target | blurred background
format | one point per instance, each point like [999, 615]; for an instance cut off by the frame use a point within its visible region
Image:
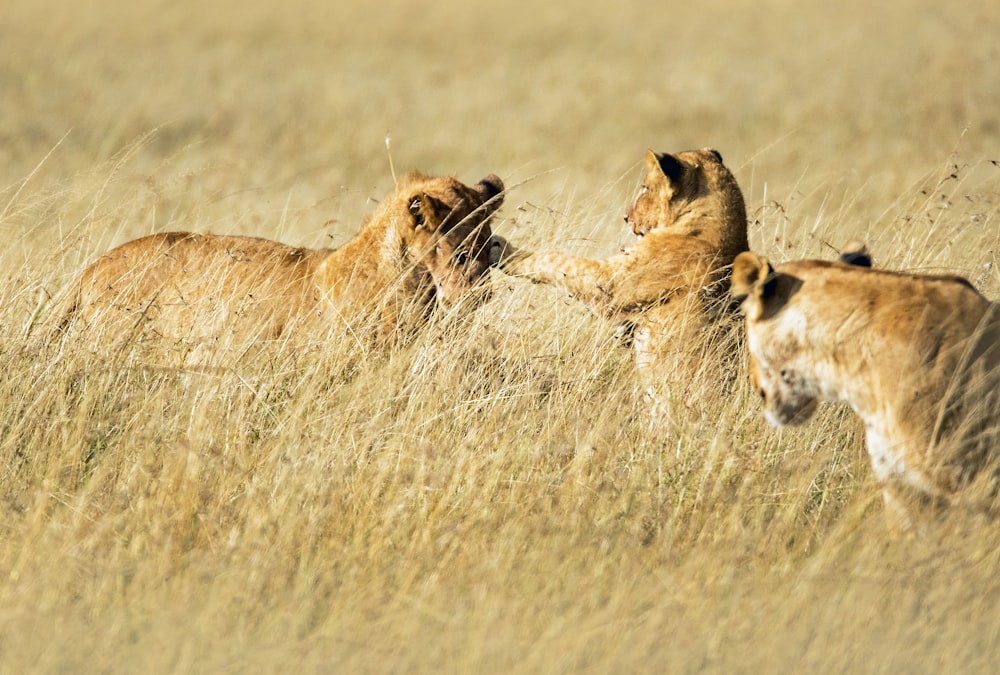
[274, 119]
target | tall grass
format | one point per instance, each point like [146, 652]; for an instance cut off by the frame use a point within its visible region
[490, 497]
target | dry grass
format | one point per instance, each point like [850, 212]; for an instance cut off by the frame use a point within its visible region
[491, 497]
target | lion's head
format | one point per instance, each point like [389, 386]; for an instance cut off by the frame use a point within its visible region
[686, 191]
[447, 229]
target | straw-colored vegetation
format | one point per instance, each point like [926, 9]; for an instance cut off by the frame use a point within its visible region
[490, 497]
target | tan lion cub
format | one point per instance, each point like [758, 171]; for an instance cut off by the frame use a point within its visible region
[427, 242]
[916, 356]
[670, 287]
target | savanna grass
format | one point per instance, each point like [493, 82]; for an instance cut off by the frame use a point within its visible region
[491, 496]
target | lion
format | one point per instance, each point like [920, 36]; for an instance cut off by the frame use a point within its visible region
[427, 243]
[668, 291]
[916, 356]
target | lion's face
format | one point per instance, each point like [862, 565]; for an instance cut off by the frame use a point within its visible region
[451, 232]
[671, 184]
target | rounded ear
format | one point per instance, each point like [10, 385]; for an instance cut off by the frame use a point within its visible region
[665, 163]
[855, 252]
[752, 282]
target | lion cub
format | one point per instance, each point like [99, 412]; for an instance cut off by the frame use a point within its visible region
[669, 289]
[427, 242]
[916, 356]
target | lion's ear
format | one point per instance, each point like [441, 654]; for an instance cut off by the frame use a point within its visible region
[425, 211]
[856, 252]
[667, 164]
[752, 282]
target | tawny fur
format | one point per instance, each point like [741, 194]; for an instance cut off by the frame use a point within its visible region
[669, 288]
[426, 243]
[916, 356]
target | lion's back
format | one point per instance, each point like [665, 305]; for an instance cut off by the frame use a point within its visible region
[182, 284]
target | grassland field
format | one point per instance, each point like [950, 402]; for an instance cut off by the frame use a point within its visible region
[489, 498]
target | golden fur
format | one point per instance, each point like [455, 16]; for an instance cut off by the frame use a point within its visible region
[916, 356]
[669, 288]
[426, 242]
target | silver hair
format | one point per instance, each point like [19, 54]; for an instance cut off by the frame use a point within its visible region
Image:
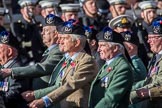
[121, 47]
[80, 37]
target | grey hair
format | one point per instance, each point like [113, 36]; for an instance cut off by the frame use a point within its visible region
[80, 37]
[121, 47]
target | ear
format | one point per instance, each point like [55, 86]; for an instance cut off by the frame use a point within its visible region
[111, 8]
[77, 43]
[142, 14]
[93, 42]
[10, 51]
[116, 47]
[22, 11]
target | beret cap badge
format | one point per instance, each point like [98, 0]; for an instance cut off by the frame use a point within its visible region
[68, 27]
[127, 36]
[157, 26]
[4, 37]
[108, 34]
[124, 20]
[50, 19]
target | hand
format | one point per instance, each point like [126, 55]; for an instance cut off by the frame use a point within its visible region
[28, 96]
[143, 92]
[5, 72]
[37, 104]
+---+
■ WHAT TO DO: Format the lines from the one containing "target | beret cap badge" through the end of the items as a JSON list of strings, one string per line, with blank lines left out.

■ RESULT OF THE EXERCISE:
[
  "target | beret cap badge",
  "format | one point per instance, each point like [98, 0]; for an instance cut off by the frame use a point within its visible region",
  "[68, 27]",
  "[127, 36]",
  "[157, 26]",
  "[4, 37]",
  "[108, 34]",
  "[124, 20]",
  "[50, 19]",
  "target | hand",
  "format | one point per instance, each point like [126, 55]; for an instance cut off by the frame use a point within its visible region",
  "[28, 96]",
  "[143, 92]",
  "[5, 72]",
  "[37, 104]"
]